Somewhere below are a line with "Query: wood plank flooring" and a later line with "Each pair is formatted like [102, 116].". Output exactly those lines and all lines between them.

SOURCE INFORMATION Start Marker

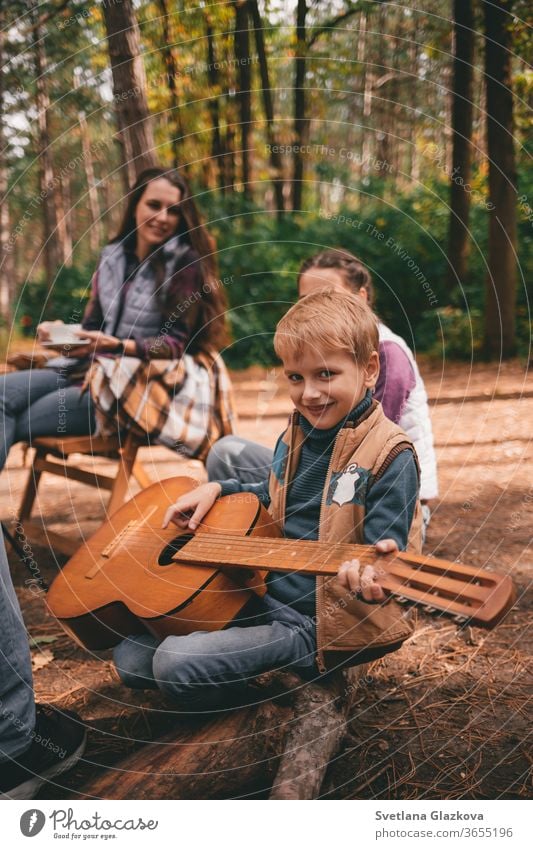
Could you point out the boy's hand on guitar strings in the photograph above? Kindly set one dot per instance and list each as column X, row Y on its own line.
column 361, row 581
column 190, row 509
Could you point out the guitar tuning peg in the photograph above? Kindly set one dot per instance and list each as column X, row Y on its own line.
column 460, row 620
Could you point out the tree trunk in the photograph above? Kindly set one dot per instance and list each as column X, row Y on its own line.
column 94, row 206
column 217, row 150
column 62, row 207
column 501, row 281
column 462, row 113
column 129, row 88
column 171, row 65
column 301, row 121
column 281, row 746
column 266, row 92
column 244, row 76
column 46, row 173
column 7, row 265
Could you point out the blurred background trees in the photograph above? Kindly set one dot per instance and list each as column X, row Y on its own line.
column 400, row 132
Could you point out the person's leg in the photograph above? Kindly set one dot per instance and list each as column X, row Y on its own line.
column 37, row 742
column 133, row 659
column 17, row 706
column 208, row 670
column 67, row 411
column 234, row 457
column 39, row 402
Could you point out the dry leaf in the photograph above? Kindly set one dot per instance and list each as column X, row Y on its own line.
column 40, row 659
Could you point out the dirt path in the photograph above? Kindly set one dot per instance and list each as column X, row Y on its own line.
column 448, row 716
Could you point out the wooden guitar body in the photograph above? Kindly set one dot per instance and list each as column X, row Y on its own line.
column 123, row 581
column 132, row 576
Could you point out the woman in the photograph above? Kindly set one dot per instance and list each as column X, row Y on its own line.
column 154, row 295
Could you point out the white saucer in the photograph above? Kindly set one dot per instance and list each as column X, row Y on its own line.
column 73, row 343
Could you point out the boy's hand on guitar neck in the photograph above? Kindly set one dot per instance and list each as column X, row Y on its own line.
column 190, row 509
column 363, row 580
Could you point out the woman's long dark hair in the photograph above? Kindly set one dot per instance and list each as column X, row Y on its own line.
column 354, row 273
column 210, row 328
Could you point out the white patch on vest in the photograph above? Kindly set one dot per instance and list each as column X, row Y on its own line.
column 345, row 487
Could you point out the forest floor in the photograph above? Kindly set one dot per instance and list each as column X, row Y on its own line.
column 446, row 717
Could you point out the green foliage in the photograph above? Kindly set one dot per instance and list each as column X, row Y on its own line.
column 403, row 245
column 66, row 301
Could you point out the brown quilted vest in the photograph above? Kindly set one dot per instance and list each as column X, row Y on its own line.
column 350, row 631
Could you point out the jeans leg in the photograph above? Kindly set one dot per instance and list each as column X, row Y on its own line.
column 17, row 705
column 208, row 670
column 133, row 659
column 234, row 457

SOURCE INFORMATION End Marker
SOURCE INFORMATION Start Marker

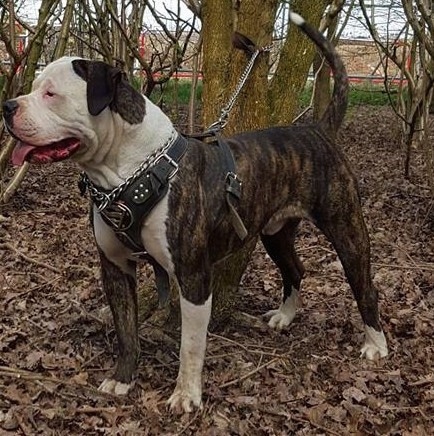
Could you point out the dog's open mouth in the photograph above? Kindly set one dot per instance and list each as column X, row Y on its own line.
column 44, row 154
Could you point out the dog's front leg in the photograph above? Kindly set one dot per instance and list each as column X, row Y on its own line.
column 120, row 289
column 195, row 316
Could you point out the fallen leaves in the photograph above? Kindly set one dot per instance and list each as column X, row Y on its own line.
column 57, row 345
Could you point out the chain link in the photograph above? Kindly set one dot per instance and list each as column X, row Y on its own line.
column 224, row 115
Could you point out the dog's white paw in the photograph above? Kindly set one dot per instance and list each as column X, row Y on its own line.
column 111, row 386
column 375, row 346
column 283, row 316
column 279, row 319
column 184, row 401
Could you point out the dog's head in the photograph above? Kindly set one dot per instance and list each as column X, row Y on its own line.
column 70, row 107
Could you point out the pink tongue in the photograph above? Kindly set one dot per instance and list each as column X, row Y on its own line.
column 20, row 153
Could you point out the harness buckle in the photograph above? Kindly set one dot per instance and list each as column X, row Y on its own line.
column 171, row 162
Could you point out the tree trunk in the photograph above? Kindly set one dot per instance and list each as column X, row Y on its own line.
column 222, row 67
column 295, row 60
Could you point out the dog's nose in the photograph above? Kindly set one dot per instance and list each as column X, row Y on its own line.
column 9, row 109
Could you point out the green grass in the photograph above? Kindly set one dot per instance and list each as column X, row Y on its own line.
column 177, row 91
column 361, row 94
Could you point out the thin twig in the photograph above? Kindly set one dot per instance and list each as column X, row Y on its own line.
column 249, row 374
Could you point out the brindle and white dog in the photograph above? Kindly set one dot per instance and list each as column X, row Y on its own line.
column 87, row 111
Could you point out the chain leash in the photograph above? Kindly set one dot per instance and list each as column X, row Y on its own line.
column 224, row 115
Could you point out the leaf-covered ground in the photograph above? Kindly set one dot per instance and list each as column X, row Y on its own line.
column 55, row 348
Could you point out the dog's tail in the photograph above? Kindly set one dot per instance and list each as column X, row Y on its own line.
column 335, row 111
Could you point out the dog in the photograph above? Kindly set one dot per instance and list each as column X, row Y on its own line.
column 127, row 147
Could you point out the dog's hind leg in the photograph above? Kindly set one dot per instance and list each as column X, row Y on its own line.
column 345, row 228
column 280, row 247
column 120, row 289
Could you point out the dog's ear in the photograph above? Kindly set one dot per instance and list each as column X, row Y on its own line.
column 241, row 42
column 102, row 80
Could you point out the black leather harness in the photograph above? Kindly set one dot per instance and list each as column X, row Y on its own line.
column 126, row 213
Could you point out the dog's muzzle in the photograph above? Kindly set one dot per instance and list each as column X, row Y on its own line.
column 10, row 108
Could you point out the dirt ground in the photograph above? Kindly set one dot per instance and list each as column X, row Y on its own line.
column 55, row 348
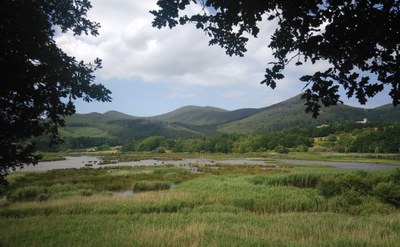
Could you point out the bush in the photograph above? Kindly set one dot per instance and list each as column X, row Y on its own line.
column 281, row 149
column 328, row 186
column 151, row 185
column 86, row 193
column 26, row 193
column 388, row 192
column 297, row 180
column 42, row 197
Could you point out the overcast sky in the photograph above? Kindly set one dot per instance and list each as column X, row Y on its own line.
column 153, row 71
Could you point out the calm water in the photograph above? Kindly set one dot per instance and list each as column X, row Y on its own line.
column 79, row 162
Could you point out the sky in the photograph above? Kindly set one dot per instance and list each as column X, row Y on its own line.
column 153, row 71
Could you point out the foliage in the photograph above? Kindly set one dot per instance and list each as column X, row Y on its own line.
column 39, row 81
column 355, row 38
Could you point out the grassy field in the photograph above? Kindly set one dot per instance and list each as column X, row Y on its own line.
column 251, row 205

SOURCE INFORMATION End Marker
SOURCE INFORMATION Start Marker

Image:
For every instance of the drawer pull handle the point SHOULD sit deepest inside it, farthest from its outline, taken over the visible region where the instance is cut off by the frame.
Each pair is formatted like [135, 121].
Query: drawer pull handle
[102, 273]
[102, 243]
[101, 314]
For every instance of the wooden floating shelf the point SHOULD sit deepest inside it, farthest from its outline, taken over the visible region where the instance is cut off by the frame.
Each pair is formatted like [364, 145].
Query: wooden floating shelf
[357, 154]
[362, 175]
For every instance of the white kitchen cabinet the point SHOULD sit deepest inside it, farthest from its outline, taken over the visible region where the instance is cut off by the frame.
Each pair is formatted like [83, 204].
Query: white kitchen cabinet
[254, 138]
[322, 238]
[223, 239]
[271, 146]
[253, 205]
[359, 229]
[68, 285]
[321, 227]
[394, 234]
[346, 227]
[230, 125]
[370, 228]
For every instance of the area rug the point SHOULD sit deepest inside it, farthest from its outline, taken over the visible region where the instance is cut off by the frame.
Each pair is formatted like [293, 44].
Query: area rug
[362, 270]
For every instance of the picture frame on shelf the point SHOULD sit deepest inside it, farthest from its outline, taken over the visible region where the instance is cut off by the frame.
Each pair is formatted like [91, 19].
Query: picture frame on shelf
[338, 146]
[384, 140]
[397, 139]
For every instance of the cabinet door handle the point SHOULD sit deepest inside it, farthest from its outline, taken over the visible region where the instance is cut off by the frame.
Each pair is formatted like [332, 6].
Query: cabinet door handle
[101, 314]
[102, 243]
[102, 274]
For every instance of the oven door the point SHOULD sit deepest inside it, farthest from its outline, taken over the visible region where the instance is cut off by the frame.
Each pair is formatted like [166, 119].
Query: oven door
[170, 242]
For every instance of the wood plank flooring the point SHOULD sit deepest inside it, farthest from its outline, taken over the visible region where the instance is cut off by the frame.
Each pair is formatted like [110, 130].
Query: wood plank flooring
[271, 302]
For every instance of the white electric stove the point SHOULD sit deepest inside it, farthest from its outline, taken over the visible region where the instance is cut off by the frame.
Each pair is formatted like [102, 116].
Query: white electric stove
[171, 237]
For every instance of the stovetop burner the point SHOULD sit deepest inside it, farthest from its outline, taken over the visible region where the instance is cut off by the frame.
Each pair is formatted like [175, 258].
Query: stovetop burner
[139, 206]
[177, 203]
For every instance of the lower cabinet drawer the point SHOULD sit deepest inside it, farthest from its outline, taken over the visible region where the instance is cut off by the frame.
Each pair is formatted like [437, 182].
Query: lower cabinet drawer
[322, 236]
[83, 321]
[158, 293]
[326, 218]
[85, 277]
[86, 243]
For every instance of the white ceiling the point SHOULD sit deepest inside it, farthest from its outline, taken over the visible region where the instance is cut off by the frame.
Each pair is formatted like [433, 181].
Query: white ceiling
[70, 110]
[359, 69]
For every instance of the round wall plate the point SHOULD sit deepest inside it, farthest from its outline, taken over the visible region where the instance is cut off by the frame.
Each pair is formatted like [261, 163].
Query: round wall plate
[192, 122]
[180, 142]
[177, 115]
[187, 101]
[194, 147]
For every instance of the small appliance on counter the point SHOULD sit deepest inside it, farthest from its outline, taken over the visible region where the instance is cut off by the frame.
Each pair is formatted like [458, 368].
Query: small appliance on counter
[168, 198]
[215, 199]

SOURCE INFORMATION End Marker

* _SOLVED PROBLEM_:
Query: wood plank flooring
[271, 302]
For every instance of the white electric stove the point SHOULD sit deepest inside it, farthest from its outline, taken over the visible region where the instance is cut off by the frame.
Each pair is formatted like [102, 116].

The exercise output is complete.